Take the entries that follow and return only the lines from the one with "Where can you spot the yellow" through the final line, leaving every picture behind.

★ ★ ★ ★ ★

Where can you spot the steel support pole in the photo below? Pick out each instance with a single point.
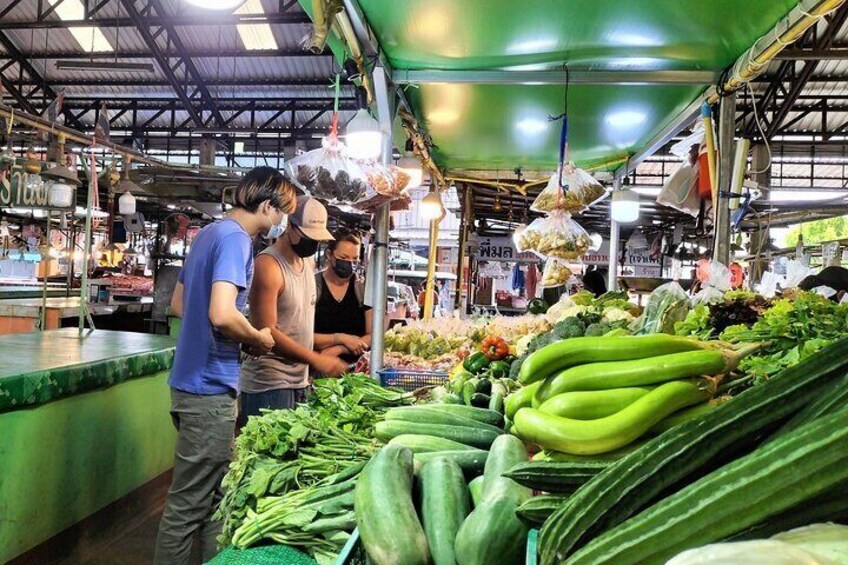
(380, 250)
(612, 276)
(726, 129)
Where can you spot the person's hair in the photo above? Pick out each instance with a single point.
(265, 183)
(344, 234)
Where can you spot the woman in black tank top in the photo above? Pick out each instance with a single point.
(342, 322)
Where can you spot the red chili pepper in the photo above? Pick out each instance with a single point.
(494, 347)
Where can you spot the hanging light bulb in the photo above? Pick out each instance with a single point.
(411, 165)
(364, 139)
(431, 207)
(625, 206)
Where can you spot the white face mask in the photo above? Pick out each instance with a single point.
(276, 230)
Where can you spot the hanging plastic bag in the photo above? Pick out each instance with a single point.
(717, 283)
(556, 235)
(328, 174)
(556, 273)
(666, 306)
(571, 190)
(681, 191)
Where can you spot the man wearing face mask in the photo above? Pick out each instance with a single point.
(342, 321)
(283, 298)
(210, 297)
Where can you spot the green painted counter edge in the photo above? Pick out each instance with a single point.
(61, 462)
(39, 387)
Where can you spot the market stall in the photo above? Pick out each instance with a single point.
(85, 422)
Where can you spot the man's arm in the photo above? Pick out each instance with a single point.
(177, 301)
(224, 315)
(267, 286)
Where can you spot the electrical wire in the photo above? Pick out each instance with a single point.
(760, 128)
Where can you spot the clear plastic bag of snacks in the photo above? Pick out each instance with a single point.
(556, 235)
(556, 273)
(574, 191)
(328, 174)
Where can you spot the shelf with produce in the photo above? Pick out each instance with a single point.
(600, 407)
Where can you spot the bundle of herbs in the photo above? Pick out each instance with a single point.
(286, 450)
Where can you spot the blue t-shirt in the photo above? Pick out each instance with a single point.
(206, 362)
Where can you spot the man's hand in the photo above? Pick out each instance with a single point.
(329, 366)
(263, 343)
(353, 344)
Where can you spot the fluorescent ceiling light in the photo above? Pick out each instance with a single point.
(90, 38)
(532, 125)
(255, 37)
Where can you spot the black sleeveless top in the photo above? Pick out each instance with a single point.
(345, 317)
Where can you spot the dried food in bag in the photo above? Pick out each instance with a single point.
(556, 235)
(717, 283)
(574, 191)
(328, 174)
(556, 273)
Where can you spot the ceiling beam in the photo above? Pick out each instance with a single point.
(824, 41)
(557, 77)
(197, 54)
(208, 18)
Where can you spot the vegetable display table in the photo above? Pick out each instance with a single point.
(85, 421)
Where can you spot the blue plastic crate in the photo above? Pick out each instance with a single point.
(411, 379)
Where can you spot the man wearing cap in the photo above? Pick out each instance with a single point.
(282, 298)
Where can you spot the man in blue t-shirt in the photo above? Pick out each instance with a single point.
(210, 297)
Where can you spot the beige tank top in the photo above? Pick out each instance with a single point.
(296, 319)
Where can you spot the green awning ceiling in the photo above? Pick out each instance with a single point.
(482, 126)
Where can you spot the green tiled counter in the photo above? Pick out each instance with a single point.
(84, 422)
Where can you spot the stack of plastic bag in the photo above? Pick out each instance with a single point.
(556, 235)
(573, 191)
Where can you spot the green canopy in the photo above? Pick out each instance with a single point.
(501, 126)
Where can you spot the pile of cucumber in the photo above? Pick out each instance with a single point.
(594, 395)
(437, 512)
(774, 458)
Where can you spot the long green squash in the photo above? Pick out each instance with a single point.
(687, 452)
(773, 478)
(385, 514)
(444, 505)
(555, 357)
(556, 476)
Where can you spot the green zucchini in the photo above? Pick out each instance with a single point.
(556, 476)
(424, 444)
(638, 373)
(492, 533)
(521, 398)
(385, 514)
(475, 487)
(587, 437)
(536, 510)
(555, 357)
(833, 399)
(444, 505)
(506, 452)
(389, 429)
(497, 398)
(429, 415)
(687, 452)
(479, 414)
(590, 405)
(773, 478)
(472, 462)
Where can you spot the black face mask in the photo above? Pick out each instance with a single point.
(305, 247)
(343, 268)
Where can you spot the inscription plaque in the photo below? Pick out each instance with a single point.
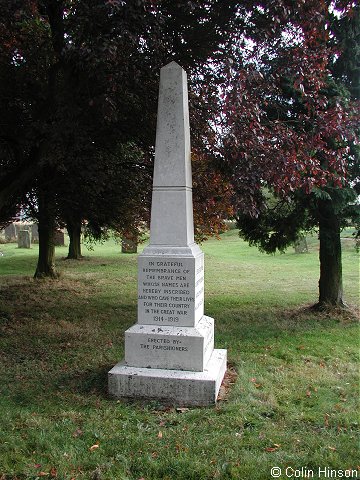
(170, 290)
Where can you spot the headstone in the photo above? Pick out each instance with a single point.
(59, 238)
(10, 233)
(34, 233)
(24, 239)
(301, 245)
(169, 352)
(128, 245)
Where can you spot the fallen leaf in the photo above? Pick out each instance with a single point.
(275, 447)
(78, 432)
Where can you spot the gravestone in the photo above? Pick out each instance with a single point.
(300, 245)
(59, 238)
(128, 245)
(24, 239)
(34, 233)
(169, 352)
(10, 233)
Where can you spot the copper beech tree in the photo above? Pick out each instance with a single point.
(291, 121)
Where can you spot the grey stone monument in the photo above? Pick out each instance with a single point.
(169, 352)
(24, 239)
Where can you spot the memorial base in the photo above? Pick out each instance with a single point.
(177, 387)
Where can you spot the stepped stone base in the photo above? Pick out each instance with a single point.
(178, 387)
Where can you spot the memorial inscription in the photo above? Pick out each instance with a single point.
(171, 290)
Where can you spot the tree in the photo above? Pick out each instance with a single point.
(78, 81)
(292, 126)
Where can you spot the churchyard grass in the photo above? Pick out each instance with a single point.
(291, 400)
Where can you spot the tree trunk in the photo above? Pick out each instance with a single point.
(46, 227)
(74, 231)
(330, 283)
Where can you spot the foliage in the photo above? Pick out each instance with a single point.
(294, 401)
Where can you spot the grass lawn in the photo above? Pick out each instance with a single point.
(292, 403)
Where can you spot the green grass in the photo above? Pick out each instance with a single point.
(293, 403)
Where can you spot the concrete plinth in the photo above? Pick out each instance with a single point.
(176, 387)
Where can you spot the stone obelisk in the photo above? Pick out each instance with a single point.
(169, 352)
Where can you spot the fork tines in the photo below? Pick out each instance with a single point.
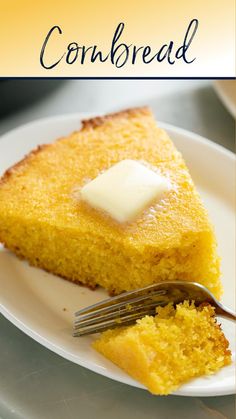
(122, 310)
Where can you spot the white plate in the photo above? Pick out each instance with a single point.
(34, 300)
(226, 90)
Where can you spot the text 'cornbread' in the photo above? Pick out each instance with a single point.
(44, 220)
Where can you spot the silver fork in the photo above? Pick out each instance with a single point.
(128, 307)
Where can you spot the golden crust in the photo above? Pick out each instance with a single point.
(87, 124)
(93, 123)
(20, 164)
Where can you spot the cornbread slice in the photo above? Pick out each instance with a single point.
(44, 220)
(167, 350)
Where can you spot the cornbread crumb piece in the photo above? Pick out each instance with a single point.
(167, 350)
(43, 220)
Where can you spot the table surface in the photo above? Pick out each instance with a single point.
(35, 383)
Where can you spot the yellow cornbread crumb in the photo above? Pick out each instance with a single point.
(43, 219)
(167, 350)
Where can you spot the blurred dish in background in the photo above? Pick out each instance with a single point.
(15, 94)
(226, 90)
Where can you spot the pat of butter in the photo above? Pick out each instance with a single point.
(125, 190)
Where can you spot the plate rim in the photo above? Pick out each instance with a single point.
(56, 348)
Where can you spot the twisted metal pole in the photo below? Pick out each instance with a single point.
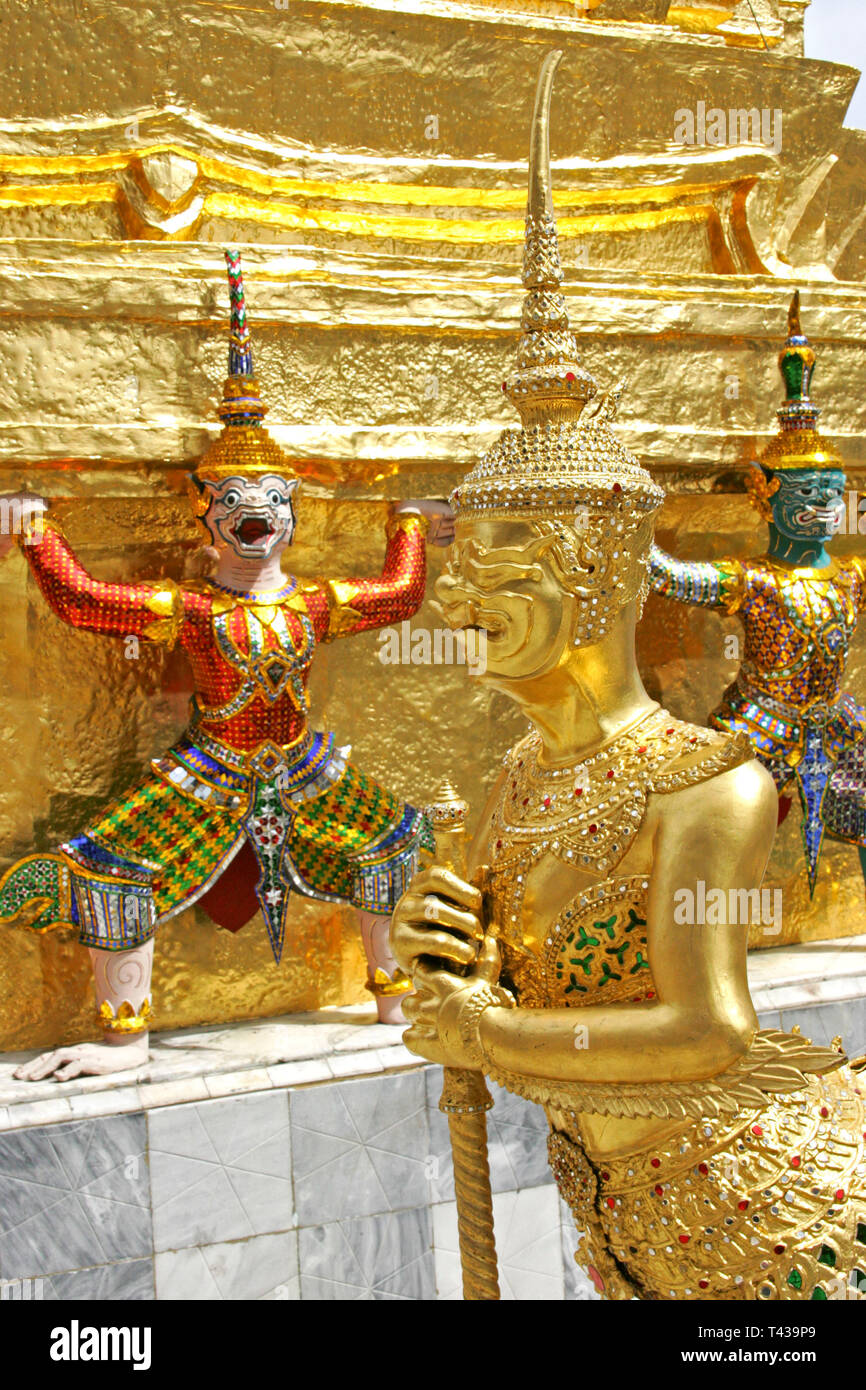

★ ★ ★ ★ ★

*Output for this exercise:*
Where can you spot the yellow cornbread crumb in the photo above? Pick out each instance with a single point.
(43, 219)
(167, 350)
Where can you spot the blurred dish in background in the photo above? Pick out each instance with a single point.
(15, 94)
(226, 90)
Where can you spot the pat of butter in the photo above? Pick out each instance with a single point.
(125, 190)
Where can you spot the plate rim in the photo above? Pick out each instance with a single point.
(56, 348)
Where can you spot the twisted metal pole in the photo below? Pick out each instance with a single point.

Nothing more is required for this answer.